_What you need to do_
Write out every line of the items below as a Markdown table with two columns, No. and Line, numbering the rows in order and leaving out blank lines.
########
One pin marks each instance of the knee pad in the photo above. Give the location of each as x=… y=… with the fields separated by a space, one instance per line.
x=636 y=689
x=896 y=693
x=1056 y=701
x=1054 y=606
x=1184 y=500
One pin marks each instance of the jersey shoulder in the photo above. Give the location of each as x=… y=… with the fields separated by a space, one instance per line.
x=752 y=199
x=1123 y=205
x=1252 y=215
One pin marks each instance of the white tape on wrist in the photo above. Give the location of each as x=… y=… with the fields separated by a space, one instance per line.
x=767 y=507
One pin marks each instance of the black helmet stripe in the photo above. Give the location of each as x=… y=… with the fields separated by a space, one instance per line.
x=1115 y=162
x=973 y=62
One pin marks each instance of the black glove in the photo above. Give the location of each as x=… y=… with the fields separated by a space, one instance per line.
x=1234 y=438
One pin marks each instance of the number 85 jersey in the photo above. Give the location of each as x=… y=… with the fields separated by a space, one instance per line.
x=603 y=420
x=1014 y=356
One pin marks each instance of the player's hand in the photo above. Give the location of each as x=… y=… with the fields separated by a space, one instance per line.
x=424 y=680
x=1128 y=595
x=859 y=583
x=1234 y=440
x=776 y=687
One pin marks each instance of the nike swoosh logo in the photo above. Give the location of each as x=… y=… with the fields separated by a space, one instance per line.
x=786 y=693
########
_Task result_
| No. | Line |
|---|---|
| 1 | One pin marks each instance of the knee pad in the photo above. Give the location of each as x=… y=… with the fields separated by a space, one instance per line. |
| 2 | x=636 y=689 |
| 3 | x=896 y=693 |
| 4 | x=1056 y=701 |
| 5 | x=1054 y=606 |
| 6 | x=1184 y=500 |
| 7 | One pin marks each instance of the jersey shoulder in the photo above. Give the location of each as x=… y=… with the fields separated by a space, one instance per line. |
| 8 | x=752 y=199 |
| 9 | x=1123 y=205 |
| 10 | x=1252 y=215 |
| 11 | One pin marks each instance of the white tape on wrist in the photo above. Give the location of each as x=… y=… with the fields separated by a space, one instance per line. |
| 12 | x=767 y=507 |
| 13 | One pin marks each instance of the black helmet stripe in the photo above. Give the location of each as x=… y=… with the fields separated by a space, one instance per line. |
| 14 | x=1115 y=162 |
| 15 | x=973 y=62 |
| 16 | One pin marks each instance of the black glove in the photo above. Give the location of each as x=… y=… with the fields separated by a space, one instance per line. |
| 17 | x=1234 y=438 |
| 18 | One pin marks each instance of the number 85 jersey in the photo above. Give the location of each as x=… y=… with the fields separated by a space, one instance per line. |
| 19 | x=603 y=420 |
| 20 | x=1014 y=356 |
| 21 | One pin marks each instance of the player's hand in the photo above. Give the location of each as x=… y=… with the fields separated by a space, one instance per line. |
| 22 | x=424 y=680 |
| 23 | x=1128 y=595 |
| 24 | x=859 y=583 |
| 25 | x=1234 y=440 |
| 26 | x=776 y=687 |
| 27 | One pin marks each instance of the nike swoosh logo in the photo above. Give the location of each as x=… y=… with the fields separated by a space, one instance per line. |
| 28 | x=786 y=693 |